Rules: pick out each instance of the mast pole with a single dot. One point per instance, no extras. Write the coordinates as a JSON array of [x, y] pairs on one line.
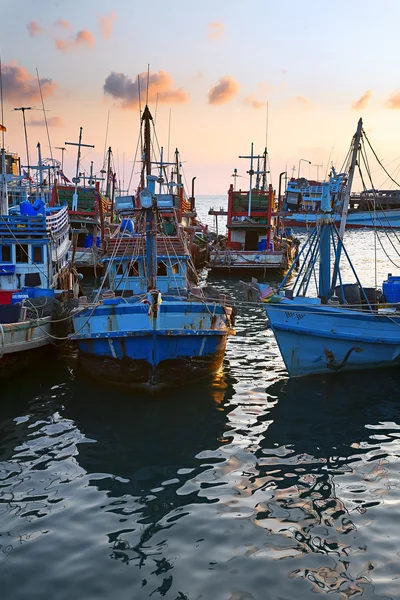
[[346, 201], [76, 178], [251, 173], [4, 191]]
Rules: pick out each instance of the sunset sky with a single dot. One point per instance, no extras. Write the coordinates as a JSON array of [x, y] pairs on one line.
[[293, 75]]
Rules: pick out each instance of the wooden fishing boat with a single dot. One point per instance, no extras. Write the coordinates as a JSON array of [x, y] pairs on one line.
[[343, 326], [149, 324], [255, 242]]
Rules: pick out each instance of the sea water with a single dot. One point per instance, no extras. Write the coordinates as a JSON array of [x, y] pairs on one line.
[[245, 486]]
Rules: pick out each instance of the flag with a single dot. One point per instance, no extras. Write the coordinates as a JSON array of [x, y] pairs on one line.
[[26, 176], [63, 177], [265, 292]]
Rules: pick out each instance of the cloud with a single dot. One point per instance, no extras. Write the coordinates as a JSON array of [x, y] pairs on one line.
[[303, 101], [85, 38], [223, 91], [252, 101], [63, 24], [34, 28], [215, 30], [393, 102], [106, 23], [363, 101], [19, 85], [160, 85], [82, 38], [51, 122]]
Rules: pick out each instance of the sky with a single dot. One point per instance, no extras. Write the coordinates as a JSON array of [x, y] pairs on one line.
[[294, 76]]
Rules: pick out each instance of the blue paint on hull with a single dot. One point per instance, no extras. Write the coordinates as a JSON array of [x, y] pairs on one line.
[[122, 343], [315, 340]]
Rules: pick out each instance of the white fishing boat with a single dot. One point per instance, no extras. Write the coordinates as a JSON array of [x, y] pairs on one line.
[[342, 326]]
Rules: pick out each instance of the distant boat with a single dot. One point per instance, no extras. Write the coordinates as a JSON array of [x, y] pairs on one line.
[[344, 326], [150, 325], [368, 209], [255, 242], [89, 212], [33, 264]]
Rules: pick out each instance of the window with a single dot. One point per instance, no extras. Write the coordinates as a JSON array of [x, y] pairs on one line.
[[6, 253], [161, 269], [134, 269], [21, 253], [37, 254]]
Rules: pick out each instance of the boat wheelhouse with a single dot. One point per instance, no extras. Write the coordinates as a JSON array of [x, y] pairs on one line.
[[255, 241], [150, 325]]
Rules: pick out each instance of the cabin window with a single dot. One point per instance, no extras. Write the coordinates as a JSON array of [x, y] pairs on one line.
[[6, 253], [161, 269], [134, 269], [21, 253], [37, 252]]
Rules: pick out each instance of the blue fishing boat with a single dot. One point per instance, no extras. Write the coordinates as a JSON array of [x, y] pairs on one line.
[[33, 264], [343, 326], [150, 324]]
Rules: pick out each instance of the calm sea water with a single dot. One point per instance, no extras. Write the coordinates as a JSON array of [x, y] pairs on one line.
[[247, 486]]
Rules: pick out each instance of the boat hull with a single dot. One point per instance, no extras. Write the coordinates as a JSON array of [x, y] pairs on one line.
[[124, 344], [316, 340], [231, 261], [22, 344], [355, 220]]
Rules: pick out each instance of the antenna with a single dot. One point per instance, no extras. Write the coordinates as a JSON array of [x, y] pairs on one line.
[[76, 179], [23, 109], [105, 141], [147, 89], [44, 112], [3, 129], [62, 155]]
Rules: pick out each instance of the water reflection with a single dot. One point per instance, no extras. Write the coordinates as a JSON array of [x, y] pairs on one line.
[[221, 490]]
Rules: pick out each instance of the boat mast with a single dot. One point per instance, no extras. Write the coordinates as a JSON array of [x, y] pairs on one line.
[[4, 191], [346, 201], [76, 179], [251, 173], [151, 238]]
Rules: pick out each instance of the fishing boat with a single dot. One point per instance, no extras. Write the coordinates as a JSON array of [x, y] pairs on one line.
[[89, 211], [255, 241], [370, 208], [343, 326], [33, 252], [150, 324]]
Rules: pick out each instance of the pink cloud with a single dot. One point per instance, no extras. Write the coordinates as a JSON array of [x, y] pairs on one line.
[[106, 23], [63, 24], [303, 101], [19, 85], [252, 101], [363, 101], [158, 85], [85, 38], [82, 38], [215, 30], [51, 122], [393, 102], [224, 91], [34, 28]]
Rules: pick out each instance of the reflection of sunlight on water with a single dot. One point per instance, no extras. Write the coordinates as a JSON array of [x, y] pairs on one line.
[[247, 485]]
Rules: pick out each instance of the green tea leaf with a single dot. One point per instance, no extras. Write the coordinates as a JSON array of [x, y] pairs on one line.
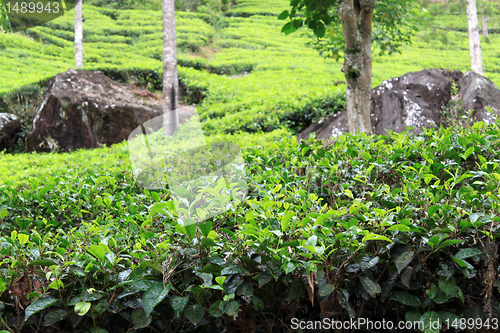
[[372, 287], [467, 253], [152, 297], [81, 308], [405, 298], [178, 304], [42, 262], [326, 289], [404, 259], [38, 305], [139, 318], [54, 316], [194, 313]]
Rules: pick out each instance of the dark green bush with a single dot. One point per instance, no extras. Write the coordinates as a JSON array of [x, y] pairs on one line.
[[395, 227]]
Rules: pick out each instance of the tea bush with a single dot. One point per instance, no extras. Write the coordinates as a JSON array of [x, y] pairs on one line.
[[398, 226]]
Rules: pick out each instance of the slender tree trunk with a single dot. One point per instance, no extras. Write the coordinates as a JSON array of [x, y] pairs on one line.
[[474, 42], [485, 23], [170, 80], [356, 16], [78, 35]]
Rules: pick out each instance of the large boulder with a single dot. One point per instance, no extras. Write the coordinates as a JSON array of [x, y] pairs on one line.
[[478, 93], [9, 127], [412, 100], [85, 109]]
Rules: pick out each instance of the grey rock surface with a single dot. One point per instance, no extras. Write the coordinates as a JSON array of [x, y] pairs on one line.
[[478, 93], [412, 100], [86, 109]]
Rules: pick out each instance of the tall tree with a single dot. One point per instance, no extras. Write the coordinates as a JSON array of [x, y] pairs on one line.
[[78, 35], [484, 18], [395, 24], [170, 80], [474, 42], [4, 18]]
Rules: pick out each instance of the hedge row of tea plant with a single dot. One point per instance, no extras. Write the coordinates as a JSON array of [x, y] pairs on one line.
[[395, 227], [258, 79]]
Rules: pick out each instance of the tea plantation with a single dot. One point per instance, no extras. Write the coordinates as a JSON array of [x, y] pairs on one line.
[[399, 227]]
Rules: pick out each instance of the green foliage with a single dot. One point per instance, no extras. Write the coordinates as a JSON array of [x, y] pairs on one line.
[[24, 103], [399, 220], [394, 23]]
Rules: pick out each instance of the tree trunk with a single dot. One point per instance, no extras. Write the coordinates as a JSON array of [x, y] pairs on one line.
[[485, 23], [170, 80], [356, 17], [474, 42], [78, 35]]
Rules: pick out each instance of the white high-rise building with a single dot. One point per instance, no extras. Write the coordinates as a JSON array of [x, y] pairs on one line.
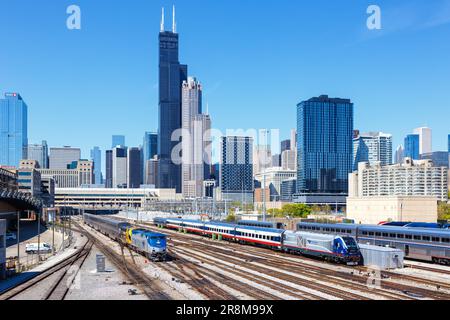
[[196, 140], [289, 160], [60, 158], [119, 167], [399, 154], [425, 140], [410, 178], [38, 152], [372, 147]]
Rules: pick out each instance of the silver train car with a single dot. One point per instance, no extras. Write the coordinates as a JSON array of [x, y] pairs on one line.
[[425, 244]]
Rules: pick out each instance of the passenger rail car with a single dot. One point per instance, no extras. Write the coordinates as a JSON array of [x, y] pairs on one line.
[[150, 244], [425, 244], [261, 224], [327, 247]]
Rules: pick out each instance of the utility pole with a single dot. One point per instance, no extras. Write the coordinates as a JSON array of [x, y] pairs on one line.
[[39, 235], [53, 227], [18, 241]]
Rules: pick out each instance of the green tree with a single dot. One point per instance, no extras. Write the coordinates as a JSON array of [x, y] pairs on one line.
[[296, 210], [444, 211], [231, 218]]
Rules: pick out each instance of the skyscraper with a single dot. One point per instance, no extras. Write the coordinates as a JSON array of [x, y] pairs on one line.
[[134, 170], [108, 169], [412, 142], [119, 168], [372, 147], [236, 169], [171, 76], [60, 158], [149, 150], [286, 145], [196, 140], [118, 140], [96, 157], [38, 152], [399, 154], [13, 129], [425, 140], [325, 149]]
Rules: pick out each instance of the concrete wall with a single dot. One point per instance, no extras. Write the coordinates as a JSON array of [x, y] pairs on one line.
[[373, 210], [2, 248]]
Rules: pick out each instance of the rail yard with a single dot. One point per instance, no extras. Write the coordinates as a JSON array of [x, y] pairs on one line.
[[202, 268]]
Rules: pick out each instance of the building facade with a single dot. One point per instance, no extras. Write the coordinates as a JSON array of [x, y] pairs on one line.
[[289, 160], [399, 154], [325, 149], [29, 178], [272, 179], [171, 76], [412, 143], [13, 129], [60, 158], [425, 140], [134, 170], [96, 157], [119, 167], [372, 147], [152, 172], [236, 170], [439, 158], [108, 169], [149, 151], [38, 152], [411, 178], [288, 189], [118, 141]]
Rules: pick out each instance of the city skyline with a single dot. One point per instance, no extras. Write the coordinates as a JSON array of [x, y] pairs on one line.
[[368, 105]]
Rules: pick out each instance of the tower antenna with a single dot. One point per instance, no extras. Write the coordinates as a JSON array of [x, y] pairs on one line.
[[162, 20], [174, 23]]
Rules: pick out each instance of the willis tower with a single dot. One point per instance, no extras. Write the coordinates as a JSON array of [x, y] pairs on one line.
[[171, 76]]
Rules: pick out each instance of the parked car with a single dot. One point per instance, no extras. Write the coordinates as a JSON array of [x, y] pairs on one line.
[[33, 248], [11, 236]]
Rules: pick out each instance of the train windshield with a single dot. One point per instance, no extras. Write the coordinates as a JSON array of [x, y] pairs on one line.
[[158, 241], [350, 242]]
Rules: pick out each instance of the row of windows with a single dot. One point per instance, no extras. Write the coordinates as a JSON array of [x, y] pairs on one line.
[[258, 236], [337, 230], [405, 236]]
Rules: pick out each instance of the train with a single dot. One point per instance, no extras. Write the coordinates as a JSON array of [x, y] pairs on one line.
[[416, 225], [331, 248], [150, 244], [423, 244]]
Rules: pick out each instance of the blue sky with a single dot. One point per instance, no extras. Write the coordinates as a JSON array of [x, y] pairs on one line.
[[256, 59]]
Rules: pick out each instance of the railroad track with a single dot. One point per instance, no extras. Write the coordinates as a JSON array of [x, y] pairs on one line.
[[435, 270], [60, 288], [386, 289], [350, 281], [132, 271]]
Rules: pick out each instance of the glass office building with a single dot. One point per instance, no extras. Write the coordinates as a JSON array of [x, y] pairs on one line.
[[149, 150], [117, 141], [412, 144], [96, 157], [236, 170], [171, 76], [325, 147], [13, 129]]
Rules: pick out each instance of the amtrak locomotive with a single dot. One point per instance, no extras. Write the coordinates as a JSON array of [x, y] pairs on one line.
[[150, 244], [327, 247], [425, 244]]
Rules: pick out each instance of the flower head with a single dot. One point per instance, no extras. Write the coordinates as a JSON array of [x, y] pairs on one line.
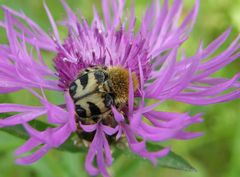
[[132, 65]]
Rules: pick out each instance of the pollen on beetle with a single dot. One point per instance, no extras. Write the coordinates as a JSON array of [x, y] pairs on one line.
[[120, 83]]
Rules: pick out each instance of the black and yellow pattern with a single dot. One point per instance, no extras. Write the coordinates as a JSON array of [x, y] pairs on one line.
[[91, 93]]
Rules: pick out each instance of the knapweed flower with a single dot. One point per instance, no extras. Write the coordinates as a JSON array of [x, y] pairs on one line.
[[106, 70]]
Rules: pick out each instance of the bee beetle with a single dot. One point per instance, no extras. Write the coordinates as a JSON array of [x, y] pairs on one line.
[[98, 88]]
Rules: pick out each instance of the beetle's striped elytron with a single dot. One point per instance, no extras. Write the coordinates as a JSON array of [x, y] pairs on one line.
[[98, 88]]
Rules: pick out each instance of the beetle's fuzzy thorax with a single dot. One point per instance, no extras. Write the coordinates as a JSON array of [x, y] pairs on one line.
[[119, 78]]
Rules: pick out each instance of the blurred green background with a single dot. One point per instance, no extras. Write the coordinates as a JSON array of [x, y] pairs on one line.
[[216, 154]]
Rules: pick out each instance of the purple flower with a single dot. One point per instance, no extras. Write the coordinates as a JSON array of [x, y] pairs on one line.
[[147, 54]]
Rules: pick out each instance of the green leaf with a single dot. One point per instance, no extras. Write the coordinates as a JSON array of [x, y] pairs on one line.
[[172, 160]]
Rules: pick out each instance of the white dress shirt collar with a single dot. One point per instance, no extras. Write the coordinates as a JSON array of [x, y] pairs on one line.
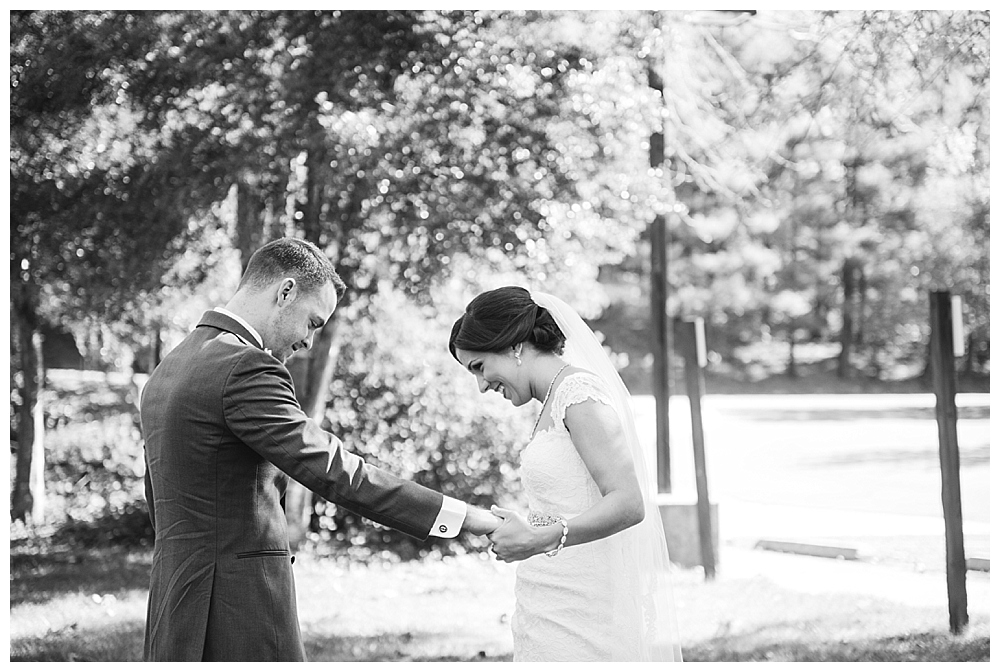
[[253, 332]]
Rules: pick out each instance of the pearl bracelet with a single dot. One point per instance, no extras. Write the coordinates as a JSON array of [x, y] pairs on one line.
[[562, 541]]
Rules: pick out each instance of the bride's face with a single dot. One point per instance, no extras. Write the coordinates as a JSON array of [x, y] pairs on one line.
[[497, 372]]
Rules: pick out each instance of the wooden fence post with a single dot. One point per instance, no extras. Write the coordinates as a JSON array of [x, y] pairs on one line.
[[943, 372]]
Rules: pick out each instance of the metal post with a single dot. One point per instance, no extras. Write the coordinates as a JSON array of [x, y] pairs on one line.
[[692, 343], [943, 372], [660, 322]]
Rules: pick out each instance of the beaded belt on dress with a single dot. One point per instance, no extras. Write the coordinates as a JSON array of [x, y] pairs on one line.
[[536, 519]]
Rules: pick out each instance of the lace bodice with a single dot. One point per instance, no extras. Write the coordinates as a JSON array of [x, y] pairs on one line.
[[554, 475]]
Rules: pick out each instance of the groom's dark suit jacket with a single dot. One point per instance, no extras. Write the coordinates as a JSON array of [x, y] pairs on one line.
[[222, 429]]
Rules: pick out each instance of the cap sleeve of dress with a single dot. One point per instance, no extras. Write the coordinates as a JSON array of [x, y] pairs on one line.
[[575, 388]]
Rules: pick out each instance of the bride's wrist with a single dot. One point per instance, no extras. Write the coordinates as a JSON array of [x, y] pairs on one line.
[[553, 540]]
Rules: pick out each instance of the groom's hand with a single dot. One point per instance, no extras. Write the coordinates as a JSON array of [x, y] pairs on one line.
[[480, 521]]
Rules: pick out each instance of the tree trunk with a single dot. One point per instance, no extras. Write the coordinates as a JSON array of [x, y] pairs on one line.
[[793, 369], [847, 311], [249, 224], [312, 376], [28, 497]]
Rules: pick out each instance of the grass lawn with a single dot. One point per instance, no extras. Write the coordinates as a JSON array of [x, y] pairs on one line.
[[89, 605]]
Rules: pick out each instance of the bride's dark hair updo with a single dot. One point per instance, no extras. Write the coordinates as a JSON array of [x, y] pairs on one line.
[[500, 319]]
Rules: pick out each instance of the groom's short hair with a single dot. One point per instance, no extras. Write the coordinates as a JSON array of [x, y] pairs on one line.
[[291, 258]]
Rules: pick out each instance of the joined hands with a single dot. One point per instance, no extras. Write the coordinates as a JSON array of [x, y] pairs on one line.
[[516, 539]]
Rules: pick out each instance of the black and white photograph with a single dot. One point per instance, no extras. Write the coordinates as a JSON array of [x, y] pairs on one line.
[[526, 335]]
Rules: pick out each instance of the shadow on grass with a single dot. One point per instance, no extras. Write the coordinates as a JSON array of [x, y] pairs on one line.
[[39, 575], [119, 642], [408, 646], [924, 646]]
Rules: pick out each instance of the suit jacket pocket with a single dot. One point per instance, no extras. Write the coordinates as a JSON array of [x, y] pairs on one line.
[[262, 554]]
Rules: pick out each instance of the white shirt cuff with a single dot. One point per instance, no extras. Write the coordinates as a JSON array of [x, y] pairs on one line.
[[450, 518]]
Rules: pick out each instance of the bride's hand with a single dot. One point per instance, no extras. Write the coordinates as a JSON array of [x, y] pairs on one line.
[[515, 539]]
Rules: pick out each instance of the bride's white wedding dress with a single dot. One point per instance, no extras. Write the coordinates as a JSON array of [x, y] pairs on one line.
[[582, 604]]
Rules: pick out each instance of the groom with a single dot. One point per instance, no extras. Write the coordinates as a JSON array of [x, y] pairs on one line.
[[223, 433]]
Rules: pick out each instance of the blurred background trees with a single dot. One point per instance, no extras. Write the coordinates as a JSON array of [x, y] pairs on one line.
[[823, 171]]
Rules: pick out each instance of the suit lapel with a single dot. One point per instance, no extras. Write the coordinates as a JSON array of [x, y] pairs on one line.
[[219, 321]]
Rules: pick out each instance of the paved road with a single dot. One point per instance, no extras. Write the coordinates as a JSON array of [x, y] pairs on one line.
[[848, 469]]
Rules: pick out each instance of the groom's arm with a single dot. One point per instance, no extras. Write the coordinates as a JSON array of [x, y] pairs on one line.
[[261, 410]]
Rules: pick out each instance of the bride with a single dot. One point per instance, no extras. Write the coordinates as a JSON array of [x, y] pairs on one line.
[[593, 583]]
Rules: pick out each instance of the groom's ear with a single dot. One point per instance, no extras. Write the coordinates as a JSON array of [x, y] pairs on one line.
[[287, 290]]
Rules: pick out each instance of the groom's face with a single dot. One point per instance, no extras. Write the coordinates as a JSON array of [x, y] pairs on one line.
[[296, 316], [497, 372]]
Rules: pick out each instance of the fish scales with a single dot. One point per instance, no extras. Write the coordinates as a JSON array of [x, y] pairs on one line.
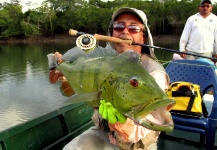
[[120, 79]]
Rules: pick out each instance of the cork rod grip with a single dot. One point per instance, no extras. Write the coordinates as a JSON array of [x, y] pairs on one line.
[[101, 37]]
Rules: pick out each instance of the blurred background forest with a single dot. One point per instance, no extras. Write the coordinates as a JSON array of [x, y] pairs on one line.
[[56, 17]]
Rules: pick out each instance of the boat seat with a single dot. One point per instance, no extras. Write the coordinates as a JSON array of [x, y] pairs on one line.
[[201, 73]]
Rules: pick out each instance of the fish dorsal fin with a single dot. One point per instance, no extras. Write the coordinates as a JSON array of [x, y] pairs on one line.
[[131, 55], [100, 51], [72, 54]]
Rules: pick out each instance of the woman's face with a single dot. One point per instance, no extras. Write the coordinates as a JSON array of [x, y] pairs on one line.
[[127, 27]]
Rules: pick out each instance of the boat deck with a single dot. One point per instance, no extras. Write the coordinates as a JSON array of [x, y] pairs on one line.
[[180, 140]]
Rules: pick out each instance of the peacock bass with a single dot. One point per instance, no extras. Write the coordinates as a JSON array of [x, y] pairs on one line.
[[119, 79]]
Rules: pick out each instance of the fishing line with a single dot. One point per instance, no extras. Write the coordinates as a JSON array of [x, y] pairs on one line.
[[129, 42], [172, 50]]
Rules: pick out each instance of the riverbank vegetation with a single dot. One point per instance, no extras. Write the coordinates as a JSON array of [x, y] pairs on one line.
[[56, 17]]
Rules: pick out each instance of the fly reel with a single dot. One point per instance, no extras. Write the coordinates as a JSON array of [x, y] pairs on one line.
[[86, 42]]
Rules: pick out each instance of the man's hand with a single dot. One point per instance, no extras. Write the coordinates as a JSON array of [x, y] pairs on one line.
[[109, 113]]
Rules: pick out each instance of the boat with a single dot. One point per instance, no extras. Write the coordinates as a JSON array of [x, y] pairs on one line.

__________

[EXERCISE OBJECTIVE] Lay out the lines of the material as a numbered list with blank lines dropped, starting at the line containing "Rules: pick out each instance of the groom's dark" and ending at the line containing "[[575, 388]]".

[IN RESPONSE]
1. Rules: pick out each instance of the groom's dark suit jacket with a single dot. One point per instance, no extras. Write the coordinates as a JSON array of [x, y] pairs on one line.
2. [[222, 429]]
3. Rules: pick out each instance of the cap sleeve of dress with a single dot. One point per instance, no extras. Write the coordinates as a JSON array of [x, y] pairs on one line.
4. [[575, 388]]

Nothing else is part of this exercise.